= Dikkie Dik =

Dutch series of children's picture books

Dikkie Dik book cover

Dikkie Dik is a Dutch series of children's picture books, starring the eponymous orange tomcat Dikkie Dik. The books are drawn by author Jet Boeke. They feature short, concise texts by Arthur van Norden. The series started in 1978 as part of the Dutch version of the children's TV show Sesame Street, but soon the stories appeared in bookstores.

On Sesamstraat the stories were read aloud by Piet Hendriks, with recurring characters like Tommie, Pino, or Troel listening. In the early 1980s, the stories were told by Rudy Kuhn, with some children as an audience, and in 1985 Frank Groothof took over.

In 2000, Boeke received the Kiekeboekprijs for her book Waar is Dikkie Dik?, as the best book for toddlers of the year.

In June 2024, Joost Van Den Bosch directed a film called Dikkie Dik en de Verdwenen Knuffel (Tummy Tom and the Lost Teddy Bear). In the film, Tummy Tom discovers that his favorite cuddle toy named Bear is missing, but his friend Cat Mouse is there to help, because Tummy Tom can't sleep without Bear. In december of the same year the sequel Tummy Tom 2: A New Friend for Tummy Tom (Dikkie Dik 2: Een nieuwe vriend voor Dikkie Dik) was released. In this film, Tummy Tom gets a new neighbour, the dog Blaf, with whom he does not get along with at first but eventually forms a friendship with.
━━━━━━━━━━━━━━━━
WHAT YOU WILL DO
- 1) According to the passage about Dikkie Dik, in what year did the series begin?
- 2) List everyone the passage about Dikkie Dik names as reading or telling the stories on Sesamstraat.

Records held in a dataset
━━━━━━━━━━━━━━━━
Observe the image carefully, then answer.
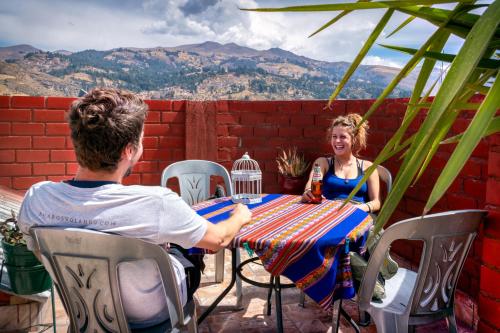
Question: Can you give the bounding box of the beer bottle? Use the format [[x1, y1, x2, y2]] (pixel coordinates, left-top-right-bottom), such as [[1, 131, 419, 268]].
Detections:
[[311, 163, 323, 204]]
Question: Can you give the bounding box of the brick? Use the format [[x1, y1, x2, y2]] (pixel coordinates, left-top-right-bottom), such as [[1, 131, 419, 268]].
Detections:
[[168, 124, 186, 136], [226, 125, 254, 136], [486, 178, 500, 206], [134, 161, 159, 173], [217, 125, 229, 136], [33, 136, 65, 149], [16, 150, 49, 163], [33, 163, 66, 176], [488, 151, 500, 178], [142, 137, 158, 148], [0, 136, 31, 149], [0, 109, 31, 121], [122, 173, 141, 185], [217, 137, 240, 148], [33, 110, 66, 123], [448, 194, 477, 210], [46, 97, 77, 110], [10, 96, 45, 109], [0, 123, 12, 136], [0, 177, 12, 188], [50, 150, 76, 162], [290, 114, 314, 126], [141, 173, 161, 186], [0, 163, 31, 177], [47, 176, 73, 183], [145, 100, 172, 111], [146, 111, 161, 123], [481, 237, 500, 268], [161, 112, 186, 124], [172, 101, 186, 111], [279, 127, 302, 138], [66, 163, 79, 176], [252, 148, 277, 163], [265, 114, 291, 126], [228, 100, 256, 112], [478, 294, 500, 328], [158, 136, 186, 149], [217, 114, 240, 125], [142, 149, 170, 161], [274, 101, 302, 113], [480, 265, 500, 298], [12, 123, 45, 135], [254, 126, 278, 138], [0, 150, 16, 163], [241, 113, 266, 125], [302, 100, 328, 114], [0, 96, 10, 109], [144, 124, 170, 136], [46, 123, 70, 136], [12, 176, 46, 190], [464, 178, 486, 200]]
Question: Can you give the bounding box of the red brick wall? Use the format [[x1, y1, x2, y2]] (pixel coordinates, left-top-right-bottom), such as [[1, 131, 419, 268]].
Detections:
[[0, 96, 186, 190], [479, 134, 500, 332], [0, 96, 492, 314]]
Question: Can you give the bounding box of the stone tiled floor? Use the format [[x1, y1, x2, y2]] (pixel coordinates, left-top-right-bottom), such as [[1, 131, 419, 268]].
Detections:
[[47, 251, 473, 333]]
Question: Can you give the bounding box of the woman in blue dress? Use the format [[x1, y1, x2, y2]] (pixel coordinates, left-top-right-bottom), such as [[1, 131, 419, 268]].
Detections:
[[302, 113, 380, 213]]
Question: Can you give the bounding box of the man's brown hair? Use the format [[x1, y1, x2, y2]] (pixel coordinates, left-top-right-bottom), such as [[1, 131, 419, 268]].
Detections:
[[68, 88, 147, 172]]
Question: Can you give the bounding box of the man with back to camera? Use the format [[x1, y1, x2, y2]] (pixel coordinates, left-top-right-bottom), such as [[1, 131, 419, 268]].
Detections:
[[18, 88, 251, 328]]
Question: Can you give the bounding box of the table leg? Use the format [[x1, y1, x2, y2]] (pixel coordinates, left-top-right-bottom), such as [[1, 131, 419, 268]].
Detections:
[[267, 275, 274, 316], [198, 248, 237, 325], [274, 275, 283, 333]]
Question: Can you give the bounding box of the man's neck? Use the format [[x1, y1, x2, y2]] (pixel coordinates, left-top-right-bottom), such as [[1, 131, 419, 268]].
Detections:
[[73, 167, 123, 183]]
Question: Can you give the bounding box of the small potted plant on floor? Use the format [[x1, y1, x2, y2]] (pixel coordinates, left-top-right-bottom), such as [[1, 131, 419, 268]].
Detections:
[[276, 147, 310, 194], [0, 212, 52, 295]]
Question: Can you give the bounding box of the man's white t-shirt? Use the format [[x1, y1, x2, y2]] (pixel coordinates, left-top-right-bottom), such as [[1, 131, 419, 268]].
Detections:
[[18, 181, 207, 326]]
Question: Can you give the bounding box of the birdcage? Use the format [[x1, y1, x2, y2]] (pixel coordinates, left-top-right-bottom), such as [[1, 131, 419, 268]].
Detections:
[[231, 153, 262, 204]]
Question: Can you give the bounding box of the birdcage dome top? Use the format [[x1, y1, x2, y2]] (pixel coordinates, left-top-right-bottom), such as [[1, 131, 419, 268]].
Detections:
[[231, 152, 261, 174]]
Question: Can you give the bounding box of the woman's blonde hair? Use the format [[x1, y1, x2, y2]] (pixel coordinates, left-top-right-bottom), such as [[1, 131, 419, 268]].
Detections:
[[329, 113, 370, 155]]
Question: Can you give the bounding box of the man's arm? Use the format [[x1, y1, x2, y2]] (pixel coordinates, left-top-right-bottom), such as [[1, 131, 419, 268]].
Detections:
[[195, 204, 252, 251]]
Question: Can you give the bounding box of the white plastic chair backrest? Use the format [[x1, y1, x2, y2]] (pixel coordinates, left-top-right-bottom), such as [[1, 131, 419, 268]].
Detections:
[[161, 160, 233, 205], [31, 227, 192, 332], [377, 165, 392, 193], [358, 210, 486, 316]]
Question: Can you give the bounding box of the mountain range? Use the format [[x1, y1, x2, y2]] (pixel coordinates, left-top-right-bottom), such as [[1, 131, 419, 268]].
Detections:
[[0, 42, 415, 100]]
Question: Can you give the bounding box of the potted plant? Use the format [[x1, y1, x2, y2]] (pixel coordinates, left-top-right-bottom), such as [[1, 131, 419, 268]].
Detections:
[[0, 211, 52, 295], [276, 147, 310, 194]]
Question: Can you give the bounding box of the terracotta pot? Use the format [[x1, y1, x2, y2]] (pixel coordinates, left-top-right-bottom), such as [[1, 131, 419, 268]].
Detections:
[[278, 174, 307, 195]]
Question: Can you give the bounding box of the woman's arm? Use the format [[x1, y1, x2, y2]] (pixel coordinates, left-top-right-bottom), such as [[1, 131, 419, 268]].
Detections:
[[357, 161, 380, 213], [302, 157, 328, 202]]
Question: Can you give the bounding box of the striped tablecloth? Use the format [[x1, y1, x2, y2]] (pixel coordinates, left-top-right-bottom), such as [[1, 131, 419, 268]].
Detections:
[[193, 194, 372, 308]]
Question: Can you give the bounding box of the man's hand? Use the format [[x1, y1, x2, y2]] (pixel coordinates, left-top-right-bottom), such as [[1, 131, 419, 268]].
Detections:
[[231, 204, 252, 226]]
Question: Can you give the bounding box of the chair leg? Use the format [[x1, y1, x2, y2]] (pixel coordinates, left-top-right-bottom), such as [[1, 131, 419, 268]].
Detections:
[[299, 290, 306, 308], [274, 275, 283, 333], [446, 313, 458, 333], [236, 249, 243, 309], [215, 249, 224, 283]]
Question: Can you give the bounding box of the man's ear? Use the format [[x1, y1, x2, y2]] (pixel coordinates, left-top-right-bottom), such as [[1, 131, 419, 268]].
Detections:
[[122, 143, 135, 161]]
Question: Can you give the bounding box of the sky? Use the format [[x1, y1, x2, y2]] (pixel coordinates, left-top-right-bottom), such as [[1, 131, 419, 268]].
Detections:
[[0, 0, 468, 67]]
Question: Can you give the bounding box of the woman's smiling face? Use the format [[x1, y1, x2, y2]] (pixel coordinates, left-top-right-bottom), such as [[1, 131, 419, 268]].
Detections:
[[331, 126, 352, 155]]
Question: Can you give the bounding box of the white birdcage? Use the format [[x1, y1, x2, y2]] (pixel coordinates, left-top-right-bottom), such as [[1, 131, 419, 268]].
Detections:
[[231, 153, 262, 204]]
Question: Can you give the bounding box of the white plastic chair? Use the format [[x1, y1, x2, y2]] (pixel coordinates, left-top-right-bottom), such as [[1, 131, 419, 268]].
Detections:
[[161, 160, 242, 304], [30, 227, 197, 333], [358, 210, 486, 333]]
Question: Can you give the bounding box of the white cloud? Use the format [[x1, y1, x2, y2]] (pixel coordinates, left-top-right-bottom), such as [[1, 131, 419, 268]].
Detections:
[[0, 0, 459, 66]]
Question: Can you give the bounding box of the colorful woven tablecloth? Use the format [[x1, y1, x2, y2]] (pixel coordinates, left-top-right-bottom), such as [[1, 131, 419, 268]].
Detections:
[[193, 194, 372, 308]]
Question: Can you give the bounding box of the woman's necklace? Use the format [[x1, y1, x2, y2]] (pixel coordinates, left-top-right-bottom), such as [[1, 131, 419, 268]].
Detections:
[[333, 157, 351, 184]]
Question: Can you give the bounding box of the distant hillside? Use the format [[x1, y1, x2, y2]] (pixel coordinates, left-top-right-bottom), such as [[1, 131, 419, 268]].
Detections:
[[0, 42, 413, 100]]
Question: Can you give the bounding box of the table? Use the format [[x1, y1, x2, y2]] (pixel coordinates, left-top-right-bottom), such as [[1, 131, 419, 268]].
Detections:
[[193, 194, 373, 326]]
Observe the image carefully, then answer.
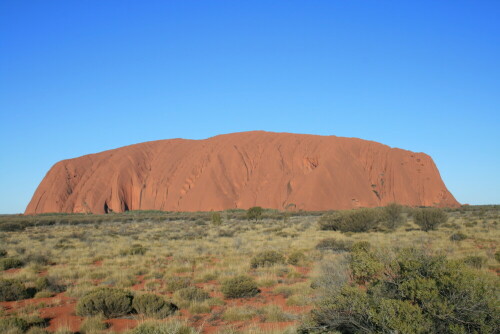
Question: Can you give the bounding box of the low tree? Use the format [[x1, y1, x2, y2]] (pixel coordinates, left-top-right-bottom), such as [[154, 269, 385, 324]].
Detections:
[[413, 208, 448, 232]]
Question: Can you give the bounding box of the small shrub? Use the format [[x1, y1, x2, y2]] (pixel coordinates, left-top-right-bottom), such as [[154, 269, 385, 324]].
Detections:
[[221, 276, 260, 299], [299, 249, 500, 333], [76, 288, 132, 318], [210, 212, 222, 226], [288, 251, 306, 266], [132, 294, 178, 319], [120, 244, 147, 256], [26, 327, 49, 334], [0, 257, 24, 270], [250, 251, 285, 268], [247, 206, 263, 221], [35, 276, 65, 293], [413, 208, 448, 232], [316, 238, 352, 252], [177, 286, 210, 301], [0, 279, 29, 302], [350, 248, 384, 284], [222, 306, 258, 322], [450, 232, 467, 241], [462, 255, 487, 269], [351, 241, 372, 252], [80, 315, 108, 334], [319, 209, 381, 232], [33, 290, 54, 298], [166, 276, 191, 292], [384, 203, 404, 230], [127, 320, 198, 334], [0, 317, 29, 333]]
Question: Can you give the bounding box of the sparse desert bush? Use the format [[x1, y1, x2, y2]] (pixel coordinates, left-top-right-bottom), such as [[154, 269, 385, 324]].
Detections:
[[319, 209, 382, 232], [247, 206, 263, 221], [132, 294, 178, 319], [288, 251, 306, 266], [222, 306, 258, 322], [165, 276, 191, 292], [450, 232, 467, 241], [0, 317, 29, 333], [26, 327, 49, 334], [210, 212, 222, 226], [127, 320, 200, 334], [33, 290, 54, 298], [177, 286, 210, 301], [413, 208, 448, 232], [383, 203, 404, 230], [0, 257, 24, 270], [462, 255, 487, 269], [80, 315, 108, 334], [350, 243, 384, 284], [0, 279, 28, 302], [221, 275, 260, 299], [120, 244, 147, 256], [316, 238, 352, 252], [76, 288, 133, 318], [250, 251, 285, 268], [301, 249, 500, 333], [34, 276, 65, 293]]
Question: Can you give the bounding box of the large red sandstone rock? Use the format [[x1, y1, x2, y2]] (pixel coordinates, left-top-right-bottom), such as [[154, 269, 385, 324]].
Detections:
[[26, 131, 459, 214]]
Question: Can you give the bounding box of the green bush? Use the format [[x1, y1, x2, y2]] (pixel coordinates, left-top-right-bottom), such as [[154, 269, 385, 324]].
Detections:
[[221, 276, 260, 299], [127, 320, 198, 334], [0, 317, 29, 333], [383, 203, 404, 230], [350, 243, 384, 284], [165, 276, 191, 292], [0, 279, 29, 302], [79, 315, 108, 334], [120, 244, 147, 256], [300, 249, 500, 334], [288, 251, 306, 266], [319, 209, 382, 232], [132, 294, 178, 319], [0, 257, 24, 270], [26, 327, 49, 334], [210, 212, 222, 226], [351, 241, 372, 252], [413, 208, 448, 232], [462, 255, 487, 269], [177, 286, 210, 301], [76, 288, 133, 318], [34, 276, 66, 293], [250, 251, 285, 268], [247, 206, 263, 221], [316, 238, 352, 252], [450, 232, 467, 241]]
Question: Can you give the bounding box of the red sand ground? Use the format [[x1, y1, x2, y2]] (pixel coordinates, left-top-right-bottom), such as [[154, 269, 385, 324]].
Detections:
[[26, 131, 459, 214], [0, 262, 311, 334]]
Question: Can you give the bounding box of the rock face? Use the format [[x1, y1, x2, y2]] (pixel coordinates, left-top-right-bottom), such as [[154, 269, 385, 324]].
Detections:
[[26, 131, 460, 214]]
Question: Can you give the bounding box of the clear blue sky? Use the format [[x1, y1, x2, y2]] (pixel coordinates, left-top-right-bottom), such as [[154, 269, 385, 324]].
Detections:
[[0, 0, 500, 213]]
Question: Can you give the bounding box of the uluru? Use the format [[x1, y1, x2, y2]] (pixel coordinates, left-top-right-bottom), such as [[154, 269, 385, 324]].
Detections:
[[25, 131, 460, 214]]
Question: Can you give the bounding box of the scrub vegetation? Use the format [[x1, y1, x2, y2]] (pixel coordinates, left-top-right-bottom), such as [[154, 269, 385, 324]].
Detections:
[[0, 204, 500, 334]]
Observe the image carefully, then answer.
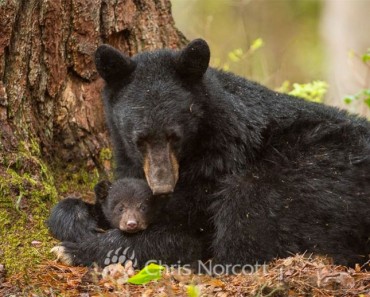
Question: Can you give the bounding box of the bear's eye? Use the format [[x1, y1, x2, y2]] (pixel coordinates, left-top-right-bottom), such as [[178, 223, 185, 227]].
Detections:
[[166, 131, 181, 142], [133, 132, 148, 147]]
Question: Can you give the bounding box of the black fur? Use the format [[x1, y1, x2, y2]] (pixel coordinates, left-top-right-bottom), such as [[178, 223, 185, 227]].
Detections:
[[49, 40, 370, 265], [94, 178, 167, 233], [46, 197, 110, 242]]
━━━━━━━━━━━━━━━━
ANSWERS GIVEN
- 1) 1978

- 2) Piet Hendriks, Rudy Kuhn, Frank Groothof